◆ **EXERCISE GOAL**
Recast these lines as a Markdown table with the columns "Row" and "Line", numbering each row and skipping blank lines. Leave the pictures out.
========
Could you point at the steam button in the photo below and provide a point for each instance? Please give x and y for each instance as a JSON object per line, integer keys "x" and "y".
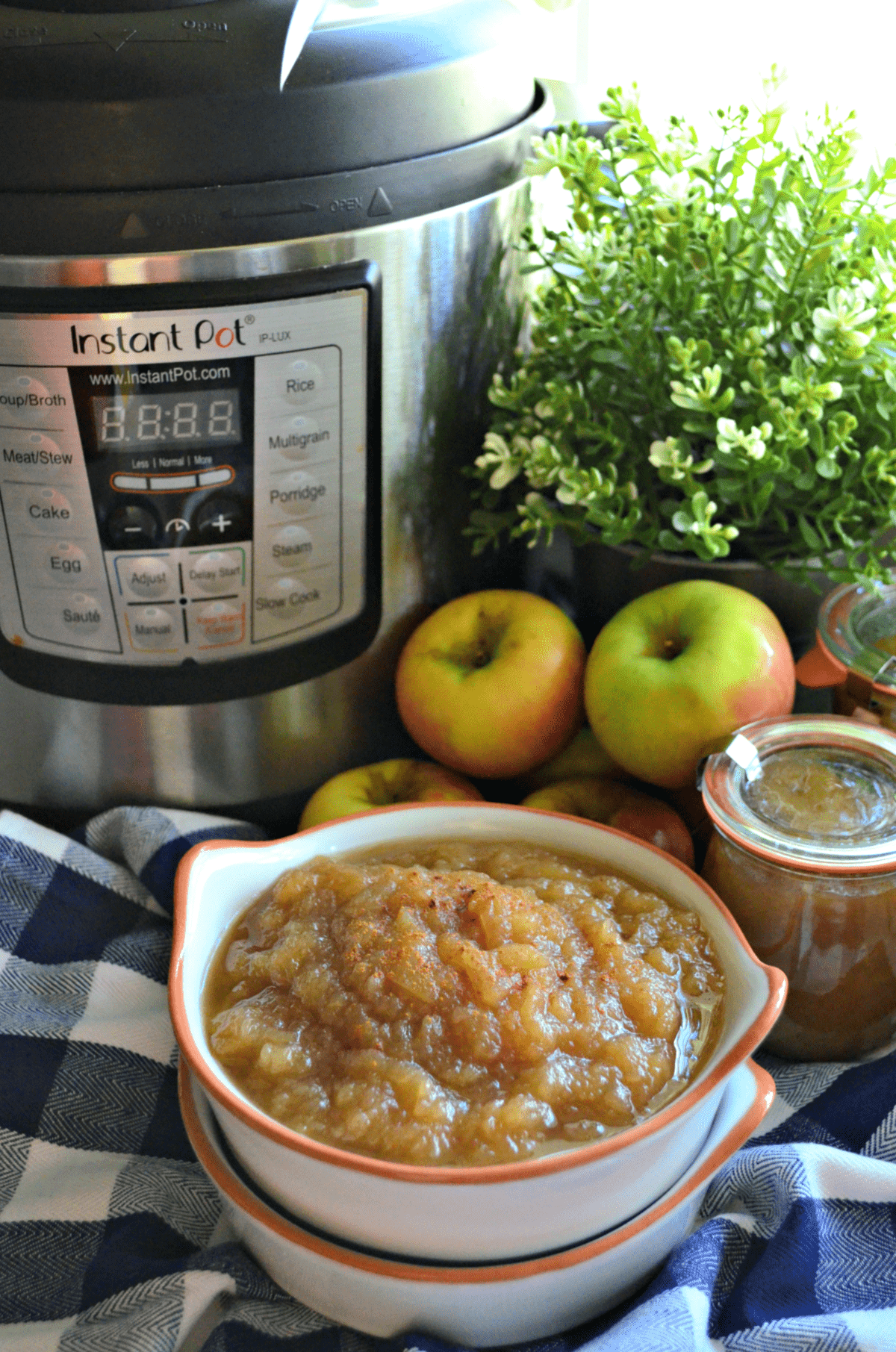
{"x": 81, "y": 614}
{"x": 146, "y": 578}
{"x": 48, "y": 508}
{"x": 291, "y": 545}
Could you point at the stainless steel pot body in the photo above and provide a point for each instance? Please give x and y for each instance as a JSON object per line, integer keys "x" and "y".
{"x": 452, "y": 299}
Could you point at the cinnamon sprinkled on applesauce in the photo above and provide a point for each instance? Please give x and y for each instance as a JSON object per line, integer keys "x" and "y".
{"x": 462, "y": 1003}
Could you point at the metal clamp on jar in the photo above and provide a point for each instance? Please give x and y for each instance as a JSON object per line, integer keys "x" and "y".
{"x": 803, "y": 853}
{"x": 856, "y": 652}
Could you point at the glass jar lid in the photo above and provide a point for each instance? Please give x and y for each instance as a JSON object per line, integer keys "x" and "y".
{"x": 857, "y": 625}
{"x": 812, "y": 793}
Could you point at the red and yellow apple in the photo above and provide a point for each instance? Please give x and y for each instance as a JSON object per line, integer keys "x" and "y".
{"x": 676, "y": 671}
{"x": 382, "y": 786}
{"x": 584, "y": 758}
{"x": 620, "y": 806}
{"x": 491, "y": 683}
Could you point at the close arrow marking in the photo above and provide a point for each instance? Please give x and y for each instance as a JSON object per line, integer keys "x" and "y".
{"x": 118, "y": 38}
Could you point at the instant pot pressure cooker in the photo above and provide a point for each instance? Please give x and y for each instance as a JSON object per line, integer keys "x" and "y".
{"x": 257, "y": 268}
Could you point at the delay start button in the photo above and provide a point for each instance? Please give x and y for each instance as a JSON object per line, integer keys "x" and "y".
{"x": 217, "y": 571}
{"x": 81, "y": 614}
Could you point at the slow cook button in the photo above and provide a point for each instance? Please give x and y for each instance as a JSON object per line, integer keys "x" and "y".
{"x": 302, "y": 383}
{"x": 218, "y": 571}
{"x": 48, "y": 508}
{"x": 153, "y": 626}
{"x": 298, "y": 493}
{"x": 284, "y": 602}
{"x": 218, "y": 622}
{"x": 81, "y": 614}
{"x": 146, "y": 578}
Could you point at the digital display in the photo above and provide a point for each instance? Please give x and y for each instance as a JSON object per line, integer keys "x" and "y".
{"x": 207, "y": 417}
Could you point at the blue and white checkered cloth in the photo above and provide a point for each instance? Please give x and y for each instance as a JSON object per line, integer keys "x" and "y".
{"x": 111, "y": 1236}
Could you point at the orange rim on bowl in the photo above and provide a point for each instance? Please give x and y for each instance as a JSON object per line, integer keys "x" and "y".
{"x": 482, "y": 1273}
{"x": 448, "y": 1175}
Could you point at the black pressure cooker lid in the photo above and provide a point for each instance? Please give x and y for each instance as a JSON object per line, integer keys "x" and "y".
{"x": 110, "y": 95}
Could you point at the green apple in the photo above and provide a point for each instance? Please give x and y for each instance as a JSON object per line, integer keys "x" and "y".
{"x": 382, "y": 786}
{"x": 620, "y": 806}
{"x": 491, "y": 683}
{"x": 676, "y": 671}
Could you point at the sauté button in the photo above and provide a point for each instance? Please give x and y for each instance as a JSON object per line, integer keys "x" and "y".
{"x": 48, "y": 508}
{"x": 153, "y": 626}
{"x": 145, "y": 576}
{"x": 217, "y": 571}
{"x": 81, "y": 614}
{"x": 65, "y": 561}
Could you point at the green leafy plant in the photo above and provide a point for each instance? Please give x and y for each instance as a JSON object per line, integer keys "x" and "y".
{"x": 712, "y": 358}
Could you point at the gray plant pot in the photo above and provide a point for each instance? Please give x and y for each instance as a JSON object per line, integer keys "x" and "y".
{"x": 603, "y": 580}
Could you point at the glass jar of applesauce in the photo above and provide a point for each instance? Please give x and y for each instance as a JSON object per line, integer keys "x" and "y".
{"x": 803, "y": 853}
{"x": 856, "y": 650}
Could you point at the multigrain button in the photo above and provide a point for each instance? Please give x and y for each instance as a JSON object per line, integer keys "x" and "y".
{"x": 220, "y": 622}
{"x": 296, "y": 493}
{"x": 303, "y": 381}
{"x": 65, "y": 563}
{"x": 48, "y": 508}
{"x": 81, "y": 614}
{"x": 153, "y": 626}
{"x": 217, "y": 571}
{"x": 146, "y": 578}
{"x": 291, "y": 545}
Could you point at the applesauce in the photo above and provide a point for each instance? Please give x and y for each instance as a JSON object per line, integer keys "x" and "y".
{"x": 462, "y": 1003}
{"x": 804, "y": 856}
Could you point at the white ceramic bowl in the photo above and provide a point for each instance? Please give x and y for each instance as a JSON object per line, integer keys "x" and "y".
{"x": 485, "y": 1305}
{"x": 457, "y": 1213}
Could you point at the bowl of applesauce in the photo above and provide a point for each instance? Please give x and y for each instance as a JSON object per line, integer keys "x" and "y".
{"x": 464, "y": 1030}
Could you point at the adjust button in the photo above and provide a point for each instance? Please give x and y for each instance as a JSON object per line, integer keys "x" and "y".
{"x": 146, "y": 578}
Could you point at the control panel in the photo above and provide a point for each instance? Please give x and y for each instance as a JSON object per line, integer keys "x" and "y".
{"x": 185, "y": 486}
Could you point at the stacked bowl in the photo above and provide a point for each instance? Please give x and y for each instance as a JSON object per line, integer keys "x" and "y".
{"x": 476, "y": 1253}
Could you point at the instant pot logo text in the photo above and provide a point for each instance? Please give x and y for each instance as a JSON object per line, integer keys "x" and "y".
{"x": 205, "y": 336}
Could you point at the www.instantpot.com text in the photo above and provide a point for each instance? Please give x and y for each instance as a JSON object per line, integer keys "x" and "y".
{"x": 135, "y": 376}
========
◆ **FULL SOLUTION**
| Row | Line |
|---|---|
| 1 | Could you point at the steam button in the photo below and provide a point for each instance? Please give x and y for each instance as a JSON object per line, integer keys "x" and "y". |
| 2 | {"x": 81, "y": 614} |
| 3 | {"x": 146, "y": 578} |
| 4 | {"x": 48, "y": 508} |
| 5 | {"x": 291, "y": 545} |
| 6 | Could you point at the stainless steel pot body in the photo above and provide a point for each instance? Please give x and y for each instance as a JSON object per line, integer keys "x" and "y". |
| 7 | {"x": 452, "y": 299} |
| 8 | Could you point at the cinnamon sprinkled on applesauce in the photo above and provide a point for each instance? Please give x and y for each instance as a JSON object per line, integer keys "x" and "y". |
| 9 | {"x": 462, "y": 1003} |
| 10 | Could you point at the metal clamp on jar in the photo above and provide a point for each instance? Please give x and y for each instance as a JSON object per line, integer keys "x" and "y". |
| 11 | {"x": 803, "y": 853} |
| 12 | {"x": 856, "y": 652} |
| 13 | Could you point at the glass jar lid in the photo above and provide a point for each instance? Please give x and y for each instance as a JSON object per line, integer keys "x" and "y". |
| 14 | {"x": 857, "y": 625} |
| 15 | {"x": 812, "y": 793} |
| 16 | Could you point at the red and yellow apple in the photo above and provide a point for each instance? Please give x and y for each instance as a JSON object per line, integer keys "x" and "y". |
| 17 | {"x": 676, "y": 671} |
| 18 | {"x": 382, "y": 786} |
| 19 | {"x": 584, "y": 758} |
| 20 | {"x": 620, "y": 806} |
| 21 | {"x": 491, "y": 683} |
| 22 | Could you point at the close arrow marking in the photo above and provide a point for each instance? Please give x and y for each instance as a JSON object per line, integer keys "x" and "y". |
| 23 | {"x": 118, "y": 38} |
| 24 | Could you point at the instant pot pressure cooker in the photo above and provide a point for each instance? Please give x and y for each instance as a JSON object per line, integer keys "x" and "y". |
| 25 | {"x": 257, "y": 268} |
| 26 | Could you point at the delay start button in the photo above and provide a point for each instance? Please give x and y for each instance as a JSON object per line, integer keys "x" and "y". |
| 27 | {"x": 217, "y": 571} |
| 28 | {"x": 81, "y": 614} |
| 29 | Could you point at the slow cook button in the photo above and provide a point for each instance? Please give x and y for each instance as a JSON object per line, integer keys "x" and "y". |
| 30 | {"x": 302, "y": 383} |
| 31 | {"x": 218, "y": 571} |
| 32 | {"x": 48, "y": 508} |
| 33 | {"x": 153, "y": 626} |
| 34 | {"x": 298, "y": 493} |
| 35 | {"x": 284, "y": 602} |
| 36 | {"x": 218, "y": 622} |
| 37 | {"x": 81, "y": 614} |
| 38 | {"x": 146, "y": 578} |
| 39 | Could you point at the digital display in the photo above and provide a point for each instance? Please give x and y for each instance as a JSON object per line, integer keys "x" and "y". |
| 40 | {"x": 207, "y": 417} |
| 41 | Could you point at the blue and white checkered cloth in the photo above and provide a point for each instance? Please give x and y for each instance as a JSON object per line, integer keys "x" and "y". |
| 42 | {"x": 111, "y": 1236} |
| 43 | Could you point at the orange rim on bowl in the photo above and provide a point for each instance? Please give x and y for each instance as a JSON object per line, integer keys "x" and "y". |
| 44 | {"x": 482, "y": 1273} |
| 45 | {"x": 448, "y": 1175} |
| 46 | Could you point at the black pressure cooker lid in the photo above and provide a point for each instance? Please give x and y for each instance as a JSON object per line, integer keys "x" and "y". |
| 47 | {"x": 110, "y": 95} |
| 48 | Could you point at the green apple in the photo above and provide a point for each instance? Please give x and y for each instance as a JSON object per line, integer keys "x" and "y". |
| 49 | {"x": 382, "y": 786} |
| 50 | {"x": 620, "y": 806} |
| 51 | {"x": 491, "y": 683} |
| 52 | {"x": 676, "y": 671} |
| 53 | Could you point at the sauté button in the photo above and provide a point for each instance? Please give x and y for each instance as a JSON object per line, integer keys "x" and "y". |
| 54 | {"x": 48, "y": 508} |
| 55 | {"x": 153, "y": 626} |
| 56 | {"x": 145, "y": 576} |
| 57 | {"x": 217, "y": 571} |
| 58 | {"x": 81, "y": 614} |
| 59 | {"x": 65, "y": 561} |
| 60 | Could you point at the green leafy plant in the photo above and provide a point for each instance? Please give x and y for each instance as a JSON object per line, integer keys "x" and "y". |
| 61 | {"x": 712, "y": 358} |
| 62 | Could you point at the gray plant pot in the photo above and provide a point for each instance? Please give x and y for each instance as a JSON object per line, integer keys "x" and "y". |
| 63 | {"x": 603, "y": 580} |
| 64 | Could you point at the glass jar of applesauce in the photo above and provide a point for each instance? Please give x and y for each instance as a JSON object per line, integer keys "x" and "y". |
| 65 | {"x": 803, "y": 853} |
| 66 | {"x": 856, "y": 650} |
| 67 | Could you point at the multigrain button in the photo above and provide a point for each instance? Please give x and y for each instance as a JSON object per line, integer keys "x" and "y". |
| 68 | {"x": 220, "y": 622} |
| 69 | {"x": 296, "y": 493} |
| 70 | {"x": 303, "y": 381} |
| 71 | {"x": 65, "y": 563} |
| 72 | {"x": 48, "y": 508} |
| 73 | {"x": 81, "y": 614} |
| 74 | {"x": 153, "y": 626} |
| 75 | {"x": 217, "y": 571} |
| 76 | {"x": 146, "y": 578} |
| 77 | {"x": 291, "y": 545} |
| 78 | Could you point at the applesauce in the photo above and provide a point for each instance? Please give x and y for each instance as a JSON object per line, integer keys "x" and "y". |
| 79 | {"x": 462, "y": 1003} |
| 80 | {"x": 804, "y": 856} |
| 81 | Could you point at the white ceramic bowl in the photo above and provide a point for each instance? Please give x and y for each instance as a JSON object per line, integer keys "x" and "y". |
| 82 | {"x": 485, "y": 1305} |
| 83 | {"x": 457, "y": 1213} |
| 84 | Could you point at the bowl of applesauce in the photo above and provide a point for each instance? Please give x and y for each instance as a JSON object per line, integer keys "x" and "y". |
| 85 | {"x": 464, "y": 1030} |
| 86 | Could you point at the adjust button in the photo above and provide a point for each instance? Please give x and y for each instance as a JSON object per line, integer keys "x" and "y". |
| 87 | {"x": 146, "y": 578} |
| 88 | Could you point at the control panel in the photo above and provide a point for each instance? Please give x and y for each instance as a JSON object per line, integer keys "x" and "y". |
| 89 | {"x": 185, "y": 486} |
| 90 | Could you point at the stacked bowl in the photo above and provide a point for each instance? Please give x and y for each instance as a JSON object per line, integer keys "x" and "y". |
| 91 | {"x": 476, "y": 1253} |
| 92 | Could you point at the instant pot logo text in the photo above and provide a point for each instance? Please give x and y for each instance as a JSON object per line, integer keys "x" and "y". |
| 93 | {"x": 205, "y": 336} |
| 94 | Could you point at the www.instantpot.com text in the photo above and provide a point for each instance? Please give x and y for each instance as a JSON object per line, integer keys "x" and "y". |
| 95 | {"x": 135, "y": 376} |